Excerpt provided:
Techniques and Materials: Raw edge appliqué; collage. Cotton, tulle, rhinestones. Quilting: Self quilted on a frameless machine.

 

 

Lorna Shapiro, Vancouver, won first place in the Modern category with Circles and Stripes.

Lorna says, “I played improvisationally with just two guiding themes: a palette of fabric chosen by my daughter and exploring circles. Blocks started to emerge as I settled into the fun of playing with no pre-determined end goal in mind. The blocks were so pleasing that they wanted to become a bed quilt. The palette for this quilt’s foreground was chosen by my daughter. Her choice inspired me to create a design riffing off the palette itself. The quilting created in the background further developed the pieced design, adding an important element to the original design work.”

Techniques and Materials: Machine piecing. Cotton-linen, printed linen, woven cotton, printed cotton. Quilting: Quilted on a framed machine by Laura Gates

 

Laura Gates, Delta, took home the Excellence Award for Machine Quilting Framed with Pink Blossoming Garden.

From Laura, “I was captivated by this modern floral blossom pattern. I chose a bright colour palette of solids and prints for the Blossoming Garden pattern by Carolyn Murfitt of Free Bird Quilting Designs.”

Techniques and Materials: Fusible appliqué; machine piecing. Cotton. Quilting: Self quilted on a framed machine using a stitch regulator, free motion and ruler work.

 

 

Laura also won second place in the Modern category with Tsuru.

She explains, “An assortment of Japanese fabrics frame this Vancouver street banner designed by Norman Takeuchi depicting the Japanese internment in WWII in British Columbia. “Tsuru” is named after my grandmother and is dedicated to the courage and determination of all who endured the incredible hardships of the internment. The banner, silkscreened on nylon, is one of four in Norman Takeuchi’s 2007 Vancouver Street Banner Project, depicting the Japanese internment of the 1940’s.”

Techniques and Materials: Machine pieced. Cotton fabrics, nylon banner. Quilting: Self quilted on a framed machine using a stitch regulator, combining straight line ruler work and free motion stitching.

 

And Laura also took home third place in the Modern category with Rock Star.

Recorded information:

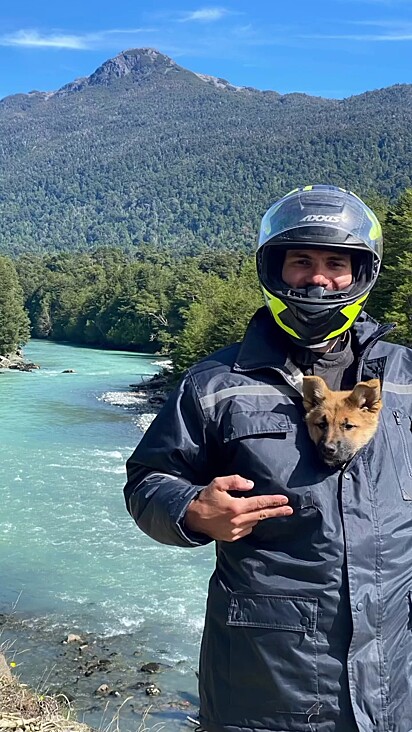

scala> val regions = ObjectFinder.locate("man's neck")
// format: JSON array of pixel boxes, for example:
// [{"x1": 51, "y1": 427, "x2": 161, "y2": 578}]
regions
[{"x1": 310, "y1": 338, "x2": 340, "y2": 353}]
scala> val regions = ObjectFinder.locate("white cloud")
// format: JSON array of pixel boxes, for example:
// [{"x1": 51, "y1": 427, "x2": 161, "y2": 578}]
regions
[
  {"x1": 181, "y1": 8, "x2": 229, "y2": 23},
  {"x1": 0, "y1": 28, "x2": 154, "y2": 51},
  {"x1": 298, "y1": 32, "x2": 412, "y2": 43},
  {"x1": 0, "y1": 30, "x2": 88, "y2": 50}
]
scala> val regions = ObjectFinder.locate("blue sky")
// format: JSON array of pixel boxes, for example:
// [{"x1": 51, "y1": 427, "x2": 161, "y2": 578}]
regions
[{"x1": 0, "y1": 0, "x2": 412, "y2": 98}]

Goals:
[1] In the quilt awards excerpt, who chose the fabric palette for the foreground of Circles and Stripes?
[2] Continue the quilt awards excerpt from the point where it stops.

Expected answers:
[1] Lorna Shapiro's daughter.

[2]
She says, “Being an avid curling fan I was eager for an opportunity to bring two passions together. Inspired by Audrey Esarey’s “Radial Quilt” and techniques from Lisa O’Neill’s book Silver Quilts, my design is a FPP curling ring that I created for my husband who loves the game. I began this project by drafting a full scale pattern on paper taped to the wall and made a template for each piece. The large rings were paper pieced and for the curling rocks I used an inset circle technique from a Lorna Shapiro workshop. I chose a modern quilting design with a combination of straight line ruler work and free motion stitching. Designed on an iPad using the Procreate app and pieced with Kona and Northcott fabrics.”

Techniques and Materials: Machine piecing; paper piecing. Cotton. Quilting: Self quilted on a framed machine with a stitch regulator and rulers.

Sit n Stitch. July 16 10am

Your host Lorraine Wilson welcomes you to join in on some summer stitching fun!

See your quilting buddies on “Zoom” once again.

Keep an eye out for your email invitation .

This Saturday July 16 at 10am

The Story of the FVQG Banner from Cher Olsson

The year of the guilds 30th Anniversary, Val Smith and I decided to make a new banner as an anniversary present for the guild. The current banner was showing its age and I had been thinking about making a new one for a while so this was a perfect opportunity.

Our thought process was simple. We wanted to have the Guild Logo and colours, represent the Fraser Valley and somehow incorporate the different styles of quilting from the guilds 30 years. After drawing up a plan we worked on different parts separately and then got together to put them together.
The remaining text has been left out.